(Saved entries)
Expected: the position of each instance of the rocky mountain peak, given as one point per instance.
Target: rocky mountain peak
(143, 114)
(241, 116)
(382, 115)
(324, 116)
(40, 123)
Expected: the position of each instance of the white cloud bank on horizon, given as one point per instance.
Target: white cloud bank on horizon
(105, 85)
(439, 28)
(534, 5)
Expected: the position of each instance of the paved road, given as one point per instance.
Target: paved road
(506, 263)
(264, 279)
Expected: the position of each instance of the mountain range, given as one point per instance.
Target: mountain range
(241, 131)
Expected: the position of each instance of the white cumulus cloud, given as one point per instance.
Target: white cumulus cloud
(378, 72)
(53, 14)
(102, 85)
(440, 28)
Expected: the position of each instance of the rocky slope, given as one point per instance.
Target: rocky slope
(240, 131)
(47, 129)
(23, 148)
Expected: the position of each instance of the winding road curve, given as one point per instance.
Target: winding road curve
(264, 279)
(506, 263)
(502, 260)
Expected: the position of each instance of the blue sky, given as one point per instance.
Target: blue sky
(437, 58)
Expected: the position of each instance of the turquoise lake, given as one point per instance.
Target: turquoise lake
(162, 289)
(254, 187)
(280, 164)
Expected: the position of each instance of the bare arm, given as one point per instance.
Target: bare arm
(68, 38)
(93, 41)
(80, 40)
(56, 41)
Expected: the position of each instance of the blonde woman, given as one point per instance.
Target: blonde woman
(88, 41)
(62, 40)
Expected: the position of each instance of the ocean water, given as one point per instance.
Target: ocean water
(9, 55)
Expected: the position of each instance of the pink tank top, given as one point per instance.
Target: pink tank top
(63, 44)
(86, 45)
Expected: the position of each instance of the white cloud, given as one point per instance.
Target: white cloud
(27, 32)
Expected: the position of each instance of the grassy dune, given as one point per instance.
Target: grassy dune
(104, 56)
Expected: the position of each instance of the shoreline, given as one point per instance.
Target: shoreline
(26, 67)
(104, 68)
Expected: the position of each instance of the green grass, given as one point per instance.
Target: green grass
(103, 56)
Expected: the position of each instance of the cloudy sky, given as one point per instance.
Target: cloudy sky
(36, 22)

§ **Exercise**: Type the entries out again so that they match exactly.

§ **Answer space**:
Expected: the position of each instance of the rocky mountain peak, given as one point per instance.
Target: rocky mountain peak
(143, 114)
(241, 116)
(382, 115)
(324, 116)
(40, 123)
Expected: the position of each instance of the white cloud bank on horizon, given as one point per instance.
Target: white cloud bank on horizon
(105, 85)
(439, 28)
(534, 5)
Expected: the position of each instance of the paved road, given as one point per instance.
Target: paved road
(506, 263)
(264, 279)
Expected: the position of each instance of the mountain range, given as one point per instance.
Target: mountain range
(241, 131)
Expected: the position of each instance of the white cumulus cloud, given as one point per instance.
Target: white cumulus cloud
(378, 72)
(53, 14)
(102, 85)
(440, 28)
Expected: the position of each instance of the rocky slope, given as one point per instance.
Target: rocky slope
(240, 131)
(47, 129)
(23, 148)
Expected: the position of each instance of the winding road curve, given as one point per instance.
Target: winding road curve
(264, 279)
(506, 263)
(502, 260)
Expected: the position of each instance of the blue sky, given as one point per instance.
Target: blue sky
(437, 58)
Expected: the position of each instance of the turquoise lake, given as one point per instance.
Target: turquoise lake
(162, 289)
(254, 187)
(280, 164)
Expected: the position of each instance of the bare arm, given as one point per instance.
Target: bare arm
(68, 38)
(93, 41)
(80, 40)
(56, 41)
Expected: the position of each instance of the blonde woman, given as one point per instance.
Target: blonde woman
(88, 41)
(62, 40)
Expected: the position of each instance of the ocean water, given as one point per instance.
Target: ocean water
(9, 55)
Expected: the position of each instance of the pink tank top, given as one point per instance.
Target: pink tank top
(63, 44)
(86, 45)
Expected: the position of each instance of the white cloud, given as one point per instance.
Target: white cloud
(27, 32)
Expected: the position of each instance of the grassy dune, given as one point per instance.
Target: grassy dune
(104, 56)
Expected: the position of each instance of the shoreline, given as one point per instance.
Target: shoreline
(26, 67)
(104, 68)
Expected: the position of each instance of the green grass, given as one point per instance.
Target: green grass
(103, 56)
Expected: the position of each instance of the cloudy sky, given as one point per instance.
Target: cloudy sky
(36, 22)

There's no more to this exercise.